[Point labels for objects]
— START —
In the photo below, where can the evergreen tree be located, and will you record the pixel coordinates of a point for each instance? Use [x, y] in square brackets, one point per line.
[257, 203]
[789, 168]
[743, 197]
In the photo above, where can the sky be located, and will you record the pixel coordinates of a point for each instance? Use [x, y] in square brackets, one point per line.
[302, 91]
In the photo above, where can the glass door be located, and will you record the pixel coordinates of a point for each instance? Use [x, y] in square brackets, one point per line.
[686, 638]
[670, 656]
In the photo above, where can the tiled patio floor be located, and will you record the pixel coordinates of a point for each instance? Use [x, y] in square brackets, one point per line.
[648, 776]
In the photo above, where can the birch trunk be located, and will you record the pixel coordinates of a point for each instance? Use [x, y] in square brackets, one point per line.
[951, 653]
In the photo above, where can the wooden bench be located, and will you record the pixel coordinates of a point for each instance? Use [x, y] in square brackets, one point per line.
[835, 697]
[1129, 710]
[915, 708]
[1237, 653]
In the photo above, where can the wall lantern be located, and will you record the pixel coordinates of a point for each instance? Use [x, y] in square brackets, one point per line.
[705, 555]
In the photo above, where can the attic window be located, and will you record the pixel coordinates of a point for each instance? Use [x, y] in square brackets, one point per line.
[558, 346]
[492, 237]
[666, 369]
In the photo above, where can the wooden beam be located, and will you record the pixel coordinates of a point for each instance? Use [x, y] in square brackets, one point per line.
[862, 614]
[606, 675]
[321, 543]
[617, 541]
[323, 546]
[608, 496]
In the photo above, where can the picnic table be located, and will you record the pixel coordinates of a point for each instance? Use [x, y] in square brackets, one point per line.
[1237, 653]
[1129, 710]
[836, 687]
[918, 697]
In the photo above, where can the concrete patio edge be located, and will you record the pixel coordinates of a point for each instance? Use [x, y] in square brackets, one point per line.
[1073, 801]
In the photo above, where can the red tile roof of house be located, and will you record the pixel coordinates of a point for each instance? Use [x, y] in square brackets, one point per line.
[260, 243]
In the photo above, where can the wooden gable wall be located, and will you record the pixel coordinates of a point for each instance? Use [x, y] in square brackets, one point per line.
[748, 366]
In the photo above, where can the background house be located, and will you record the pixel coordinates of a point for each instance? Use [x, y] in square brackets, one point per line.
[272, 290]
— END —
EXERCISE
Render every line of the listing above as a JSON array of strings, one string per line, omitting any blank lines.

RESPONSE TO THIS TASK
[
  "In the photo below, where can the evergreen tree be located, and will you record the pixel coordinates of a point for each instance? Use [x, y] in square brackets, one point per line.",
  "[257, 203]",
  "[789, 168]",
  "[743, 197]",
  "In the photo above, where can the sky be located, and will you record the pixel coordinates of a point for each instance? Use [x, y] in square brackets, one point per line.",
  "[302, 91]",
  "In the photo above, where can the glass door be located, and will you record the pixel coordinates of a point for each instance? Use [x, y] in square brackets, one point per line.",
  "[686, 638]",
  "[670, 656]",
  "In the photo above, where can the tiled patio floor be located, and will you record the pixel coordinates of a point for each instance? Use [x, y] in square brackets, one point per line.",
  "[648, 776]",
  "In the photo above, where can the birch trunk be located, and will you record the pixel coordinates of a point for each instance? Use [x, y] in square brackets, one point per line.",
  "[951, 653]",
  "In the photo above, where can the wooden bench be located, and will you record the pixel coordinates of a point for each instance? Use [x, y] in square brackets, one point per line.",
  "[835, 697]",
  "[1129, 710]",
  "[915, 708]",
  "[1237, 653]",
  "In the photo above, where can the wall lantern be located, and will you record the pixel coordinates of a point for each instance? Use [x, y] in square brackets, one point per line.",
  "[705, 555]",
  "In the photo above, where can the attic window be located, and will you record the pixel coordinates of a point for each instance? Use [x, y] in square brackets, one point per line.",
  "[558, 346]",
  "[492, 237]",
  "[666, 369]",
  "In the photo above, where can the wooden beam be located, and will you record the pixel coordinates of a point for each instance? Use [x, y] in square brackets, one point per line.",
  "[862, 614]",
  "[606, 675]",
  "[321, 543]",
  "[617, 541]",
  "[323, 546]",
  "[608, 496]",
  "In the photo above, where can the picnic table be located, and will you record the pixel coordinates of a point for each instance? Use [x, y] in square brackets, one point per line.",
  "[1237, 653]",
  "[1129, 710]",
  "[836, 687]",
  "[918, 697]",
  "In the photo above, where can the concrete patio edge be located, and will you record the pixel coordinates of a point for each instance? Use [x, y] in square brackets, one point per line.",
  "[1073, 801]",
  "In the photo above, where can the red tile roof of house be located, and will you record the pixel coordinates of a point for each instance? Use [x, y] in square brackets, one point per line.",
  "[260, 243]",
  "In the photo above, where can the wooden gable wall be located, and will you record the pixel coordinates of a point for each instance? Use [x, y] in square brackets, one point per line.",
  "[748, 366]",
  "In the photo above, where can the background house be located, and will you record the pixel coordinates of a point for each instance? Use [x, y] in square brackets, one point per line.",
  "[272, 290]"
]